[TASK INSTRUCTIONS]:
Count the lines in the records that contain the word "white" and give only that number.

## Start DATA FOR PROCESSING

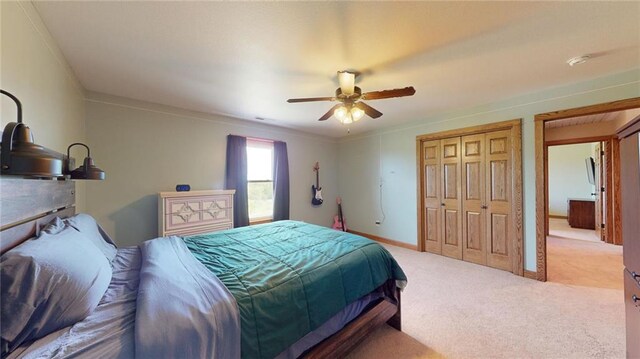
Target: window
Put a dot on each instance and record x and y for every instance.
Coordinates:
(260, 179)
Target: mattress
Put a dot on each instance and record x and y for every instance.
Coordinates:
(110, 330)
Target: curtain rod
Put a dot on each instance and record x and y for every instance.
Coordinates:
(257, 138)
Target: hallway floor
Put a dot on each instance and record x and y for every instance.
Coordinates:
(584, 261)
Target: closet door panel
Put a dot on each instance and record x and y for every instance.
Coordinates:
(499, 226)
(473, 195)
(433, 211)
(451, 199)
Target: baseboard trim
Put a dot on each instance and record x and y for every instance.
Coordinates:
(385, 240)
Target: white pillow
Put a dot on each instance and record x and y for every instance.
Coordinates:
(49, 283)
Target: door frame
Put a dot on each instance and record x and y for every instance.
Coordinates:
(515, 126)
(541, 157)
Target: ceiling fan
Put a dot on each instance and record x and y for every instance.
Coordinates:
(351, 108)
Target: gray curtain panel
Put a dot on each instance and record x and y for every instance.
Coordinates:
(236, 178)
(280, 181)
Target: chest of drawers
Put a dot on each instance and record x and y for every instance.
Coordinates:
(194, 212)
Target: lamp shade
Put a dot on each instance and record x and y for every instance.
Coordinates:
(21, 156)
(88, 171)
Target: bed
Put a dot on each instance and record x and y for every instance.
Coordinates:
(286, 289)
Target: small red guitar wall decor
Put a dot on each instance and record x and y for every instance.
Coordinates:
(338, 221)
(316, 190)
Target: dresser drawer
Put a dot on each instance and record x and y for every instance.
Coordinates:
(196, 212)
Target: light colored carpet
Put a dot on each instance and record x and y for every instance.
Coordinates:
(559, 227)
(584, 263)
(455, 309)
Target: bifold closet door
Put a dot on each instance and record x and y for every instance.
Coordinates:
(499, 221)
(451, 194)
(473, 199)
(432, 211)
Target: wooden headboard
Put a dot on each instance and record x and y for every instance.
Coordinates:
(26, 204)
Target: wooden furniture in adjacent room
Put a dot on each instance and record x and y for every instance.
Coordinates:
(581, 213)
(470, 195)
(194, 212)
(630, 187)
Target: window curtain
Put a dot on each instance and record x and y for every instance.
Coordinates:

## End DATA FOR PROCESSING
## Start DATA FOR PROCESSING

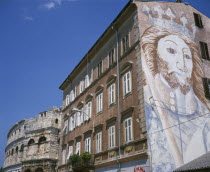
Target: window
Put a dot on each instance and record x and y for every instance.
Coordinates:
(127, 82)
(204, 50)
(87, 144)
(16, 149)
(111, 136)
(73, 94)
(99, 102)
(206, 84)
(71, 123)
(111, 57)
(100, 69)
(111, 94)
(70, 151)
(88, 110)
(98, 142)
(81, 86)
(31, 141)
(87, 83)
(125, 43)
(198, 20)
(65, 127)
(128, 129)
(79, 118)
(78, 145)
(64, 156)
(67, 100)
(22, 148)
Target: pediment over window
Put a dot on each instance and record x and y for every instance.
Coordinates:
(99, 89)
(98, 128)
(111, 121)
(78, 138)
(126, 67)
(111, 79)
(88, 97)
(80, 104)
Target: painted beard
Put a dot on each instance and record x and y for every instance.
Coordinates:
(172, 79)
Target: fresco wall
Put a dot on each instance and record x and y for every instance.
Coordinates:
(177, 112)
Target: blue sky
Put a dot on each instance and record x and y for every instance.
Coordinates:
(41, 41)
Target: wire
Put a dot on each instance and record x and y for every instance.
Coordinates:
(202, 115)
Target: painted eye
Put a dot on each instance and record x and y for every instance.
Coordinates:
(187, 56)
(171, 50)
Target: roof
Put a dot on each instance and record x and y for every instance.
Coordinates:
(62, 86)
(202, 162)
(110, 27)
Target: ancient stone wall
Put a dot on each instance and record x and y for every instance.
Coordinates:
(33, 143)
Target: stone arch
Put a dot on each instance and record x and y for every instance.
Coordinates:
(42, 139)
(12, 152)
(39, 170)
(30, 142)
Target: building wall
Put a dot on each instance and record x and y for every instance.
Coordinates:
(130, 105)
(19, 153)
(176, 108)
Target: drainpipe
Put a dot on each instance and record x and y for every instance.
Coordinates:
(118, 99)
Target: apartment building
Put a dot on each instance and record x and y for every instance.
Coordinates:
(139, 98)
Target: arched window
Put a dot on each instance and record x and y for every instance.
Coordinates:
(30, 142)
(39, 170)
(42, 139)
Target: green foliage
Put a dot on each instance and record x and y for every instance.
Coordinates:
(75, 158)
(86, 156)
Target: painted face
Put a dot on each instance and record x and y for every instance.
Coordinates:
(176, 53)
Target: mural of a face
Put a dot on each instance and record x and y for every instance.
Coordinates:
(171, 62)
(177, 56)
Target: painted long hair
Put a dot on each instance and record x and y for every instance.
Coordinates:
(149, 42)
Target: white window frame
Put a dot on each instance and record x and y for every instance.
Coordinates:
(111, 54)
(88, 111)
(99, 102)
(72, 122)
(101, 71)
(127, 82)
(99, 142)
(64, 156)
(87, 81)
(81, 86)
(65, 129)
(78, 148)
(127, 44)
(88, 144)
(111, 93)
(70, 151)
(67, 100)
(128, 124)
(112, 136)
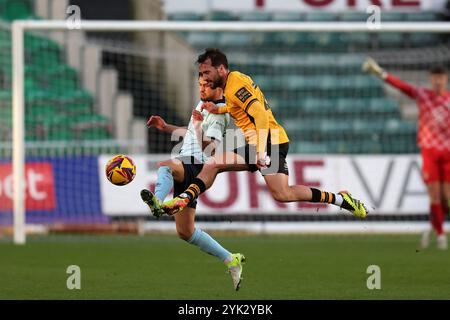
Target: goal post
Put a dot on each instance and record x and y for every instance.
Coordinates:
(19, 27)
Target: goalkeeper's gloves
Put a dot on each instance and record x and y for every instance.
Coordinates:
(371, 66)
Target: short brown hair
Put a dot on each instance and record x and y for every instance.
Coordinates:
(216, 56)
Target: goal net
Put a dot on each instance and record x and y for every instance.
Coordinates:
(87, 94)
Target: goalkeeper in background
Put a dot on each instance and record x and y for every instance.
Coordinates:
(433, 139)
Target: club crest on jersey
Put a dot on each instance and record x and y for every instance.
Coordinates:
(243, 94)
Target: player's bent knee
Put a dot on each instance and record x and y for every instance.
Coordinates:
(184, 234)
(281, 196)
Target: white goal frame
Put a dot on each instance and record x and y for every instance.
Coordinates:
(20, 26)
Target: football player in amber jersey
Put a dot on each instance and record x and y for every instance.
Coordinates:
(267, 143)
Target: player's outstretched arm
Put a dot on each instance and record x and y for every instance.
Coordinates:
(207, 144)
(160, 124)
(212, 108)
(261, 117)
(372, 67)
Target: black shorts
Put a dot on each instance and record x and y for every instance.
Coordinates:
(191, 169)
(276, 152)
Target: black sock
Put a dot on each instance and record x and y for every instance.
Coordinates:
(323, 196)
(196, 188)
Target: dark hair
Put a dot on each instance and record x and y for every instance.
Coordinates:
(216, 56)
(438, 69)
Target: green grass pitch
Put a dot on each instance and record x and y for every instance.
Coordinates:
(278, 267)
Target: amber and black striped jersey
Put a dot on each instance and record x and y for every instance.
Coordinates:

## End DATA FOR PROCESSING

[ANSWER TO THIS EXERCISE]:
3